*What to work on*: Reproduce, character for character, the part of the records that opens with the line containing "You are to finish" and closes with the line containing "negative clicks: (440, 71)", including both of those lines.

*Materials provided*:
┌────────
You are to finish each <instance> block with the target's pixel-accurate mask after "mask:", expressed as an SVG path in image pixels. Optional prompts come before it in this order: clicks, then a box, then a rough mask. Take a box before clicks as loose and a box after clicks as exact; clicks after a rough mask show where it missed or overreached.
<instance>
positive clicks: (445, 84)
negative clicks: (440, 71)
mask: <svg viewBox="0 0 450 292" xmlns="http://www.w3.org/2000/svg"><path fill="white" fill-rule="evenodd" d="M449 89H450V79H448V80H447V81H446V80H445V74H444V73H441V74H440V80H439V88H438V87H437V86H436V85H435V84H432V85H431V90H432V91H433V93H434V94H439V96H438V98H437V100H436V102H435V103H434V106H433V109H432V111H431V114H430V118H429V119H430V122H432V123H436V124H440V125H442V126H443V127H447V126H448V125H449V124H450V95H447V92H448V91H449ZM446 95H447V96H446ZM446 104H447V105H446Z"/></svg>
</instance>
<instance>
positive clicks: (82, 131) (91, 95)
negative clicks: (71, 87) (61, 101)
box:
└────────
┌────────
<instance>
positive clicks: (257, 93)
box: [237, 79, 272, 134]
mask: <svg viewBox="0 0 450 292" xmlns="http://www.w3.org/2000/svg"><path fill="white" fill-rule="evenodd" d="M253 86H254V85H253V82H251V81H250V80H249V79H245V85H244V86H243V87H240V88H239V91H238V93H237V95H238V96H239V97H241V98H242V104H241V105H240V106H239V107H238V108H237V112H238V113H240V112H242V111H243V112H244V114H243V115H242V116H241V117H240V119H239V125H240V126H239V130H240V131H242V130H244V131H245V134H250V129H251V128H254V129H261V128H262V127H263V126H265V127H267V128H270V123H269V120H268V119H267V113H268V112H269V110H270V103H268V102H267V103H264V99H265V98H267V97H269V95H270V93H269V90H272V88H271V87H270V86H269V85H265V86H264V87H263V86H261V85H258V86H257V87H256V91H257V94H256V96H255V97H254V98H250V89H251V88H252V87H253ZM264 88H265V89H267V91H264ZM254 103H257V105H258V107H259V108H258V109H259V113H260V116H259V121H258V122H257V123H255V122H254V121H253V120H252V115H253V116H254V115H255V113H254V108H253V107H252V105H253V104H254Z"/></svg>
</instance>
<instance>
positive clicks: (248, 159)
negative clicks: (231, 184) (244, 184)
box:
└────────
┌────────
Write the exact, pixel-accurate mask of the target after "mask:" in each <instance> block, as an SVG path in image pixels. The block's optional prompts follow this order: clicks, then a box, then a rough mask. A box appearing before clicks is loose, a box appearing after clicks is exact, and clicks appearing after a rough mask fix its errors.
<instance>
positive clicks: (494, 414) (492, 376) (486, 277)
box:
└────────
*Exercise response*:
You are to finish each <instance> block with the target's pixel-accurate mask after "mask:", expressed as an SVG path in image pixels. Optional prompts come before it in this order: clicks, then a box, then a rough mask. Take a box before clicks as loose and a box after clicks as exact; clicks after a rough mask show where it missed or overreached.
<instance>
positive clicks: (445, 84)
negative clicks: (440, 71)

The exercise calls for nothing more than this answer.